··· Reading passage ···

There are obvious differences between the two schools, despite the fact that they boast student bodies of nearly the same size (roughly 43,000 including graduate programs). Location is the most evident. The 43,000 students at NYU exist in the context of New York City’s 8.3 million residents, and on a campus that quietly weaves in and out of a vast stretch of lower Manhattan. IU’s 43,000 students compose more than half of Bloomington’s total population. Another significant fraction consists of university staff and faculty. And on game days, no matter where you work, or if and where you went to college, everyone in Bloomington is a die-hard Hoosier. Bloomington is IU, IU is Bloomington. Most “game days” at NYU go by totally unnoticed.
The Hoosiers I know in the class of 2013 were not necessarily looking forward to graduation. The same goes for Wolverines, Badgers, Fighting Illini, Hawkeyes, and Nittany Lions. The sentiment had nothing to do with job prospects--many secured employment long before my friends at NYU. Instead, they were sad to leave. It was a bittersweet realization that college life was coming to a close. Graduation day would be one-part celebration, one-part funeral. “We only have seven weekends left before graduation!” A friend and Indiana alumna recalls her roommates chanting this whenever she felt like spending a quiet Friday night at home. IU grads are not prematurely world-weary. They’re satiated by a well-rounded college experience; no frills, but no delusions.

··· Given data ···

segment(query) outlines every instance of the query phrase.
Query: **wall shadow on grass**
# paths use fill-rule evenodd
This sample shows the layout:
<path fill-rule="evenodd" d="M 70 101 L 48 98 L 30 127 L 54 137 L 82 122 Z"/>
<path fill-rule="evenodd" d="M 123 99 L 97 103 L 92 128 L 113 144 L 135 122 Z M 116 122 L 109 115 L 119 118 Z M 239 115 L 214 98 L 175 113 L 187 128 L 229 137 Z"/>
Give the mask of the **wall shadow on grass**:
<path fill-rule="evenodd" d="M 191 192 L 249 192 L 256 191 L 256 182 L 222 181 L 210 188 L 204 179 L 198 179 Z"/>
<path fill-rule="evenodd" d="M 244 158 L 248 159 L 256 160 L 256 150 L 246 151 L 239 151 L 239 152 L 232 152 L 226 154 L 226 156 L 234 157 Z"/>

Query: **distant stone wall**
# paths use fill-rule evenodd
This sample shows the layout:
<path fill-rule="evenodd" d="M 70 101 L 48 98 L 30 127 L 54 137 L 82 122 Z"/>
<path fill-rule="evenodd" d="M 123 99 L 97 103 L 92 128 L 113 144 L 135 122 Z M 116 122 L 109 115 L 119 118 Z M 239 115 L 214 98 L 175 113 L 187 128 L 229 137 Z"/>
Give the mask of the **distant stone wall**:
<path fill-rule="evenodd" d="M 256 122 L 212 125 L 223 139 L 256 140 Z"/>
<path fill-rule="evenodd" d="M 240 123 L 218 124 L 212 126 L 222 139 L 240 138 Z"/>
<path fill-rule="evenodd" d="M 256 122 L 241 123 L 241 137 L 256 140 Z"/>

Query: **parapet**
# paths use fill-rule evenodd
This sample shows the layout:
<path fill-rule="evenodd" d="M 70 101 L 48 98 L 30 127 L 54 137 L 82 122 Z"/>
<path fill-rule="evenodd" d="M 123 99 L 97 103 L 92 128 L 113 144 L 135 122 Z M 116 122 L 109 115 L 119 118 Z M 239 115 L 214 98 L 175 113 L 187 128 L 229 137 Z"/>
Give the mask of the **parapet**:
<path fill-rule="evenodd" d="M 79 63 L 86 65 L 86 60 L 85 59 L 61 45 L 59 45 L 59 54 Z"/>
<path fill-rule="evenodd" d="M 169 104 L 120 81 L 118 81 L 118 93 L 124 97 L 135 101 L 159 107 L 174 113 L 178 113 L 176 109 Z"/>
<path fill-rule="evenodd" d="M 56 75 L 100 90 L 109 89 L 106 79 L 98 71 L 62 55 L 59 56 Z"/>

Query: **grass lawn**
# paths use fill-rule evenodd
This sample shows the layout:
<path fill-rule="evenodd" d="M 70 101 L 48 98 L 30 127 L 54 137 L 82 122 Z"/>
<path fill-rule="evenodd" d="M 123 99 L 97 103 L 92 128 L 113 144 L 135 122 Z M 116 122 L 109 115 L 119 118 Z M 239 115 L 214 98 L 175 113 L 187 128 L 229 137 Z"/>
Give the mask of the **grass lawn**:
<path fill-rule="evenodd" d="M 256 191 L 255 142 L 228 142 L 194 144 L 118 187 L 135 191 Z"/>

···

#### Things to do:
**A.** According to the passage comparing NYU and Indiana University, what share of Bloomington's total population do IU's 43,000 students make up?
**B.** Continue the passage comparing NYU and Indiana University, starting right after its last sentence.

#### Outputs for the tasks:
**A.** More than half.

**B.**
I returned to New York with a heavy souvenir: regret. NYU doesn’t a foster a community of spirit like IU. For the most part, people don't stop to chat between classes. We kept our eyes averted as we buffeted between buildings on Washington Square. We maintained small pockets of friends that met mostly off-campus, usually too cash-strapped or busy to cultivate any real memories. And now I wonder if Indiana, which accepted me in 2009 and offered a scholarship, would have been a better choice.
An Indiana education would have been substantially cheaper. Rent, transportation, even a morning coffee in Bloomington are a fraction of Manhattan prices. Sure, I might have forfeited the fantastic internship opportunities NYU’s urban location affords, but IU has a great journalism program, an on-campus NPR affiliate, and an award-winning student paper that actually pays its contributors. I would have been well equipped to take on adulthood and media job market, but with the added bonus of a few choice college memories.
I can’t say I feel cheated out of a more affordable, more memorable college experience, though. “Cheated” suggests I was forced or tricked into doing something against my will. I was persuaded, but not tricked. Nor can I say with any empiricism that I would have been happier at a school like IU. For all I know, my experience there could have been horrible.
I bought into the romance of NYU. I bought into the romance of the self-sufficient urbanite. It was expertly marketed to me in no different a fashion than a car or a vacation. But this raises a second question: If a college education can be marketed like a vehicle, why don’t more young people approach it with the same financial pragmatism? Why do so many of us allow ourselves to be clouded by emotion at the expense of personal happiness, or future credit scores?
Answer: “You can’t put a price tag on your future.” Or, as UCLA Chancellor Gene D. Block wrote, “You can’t put a price tag on a good education.” It may be the most effective copy ever written. But ultimately, it’s just that: copy. The decision to buy the product still lies with the consumer, no matter how seductive the advertising is.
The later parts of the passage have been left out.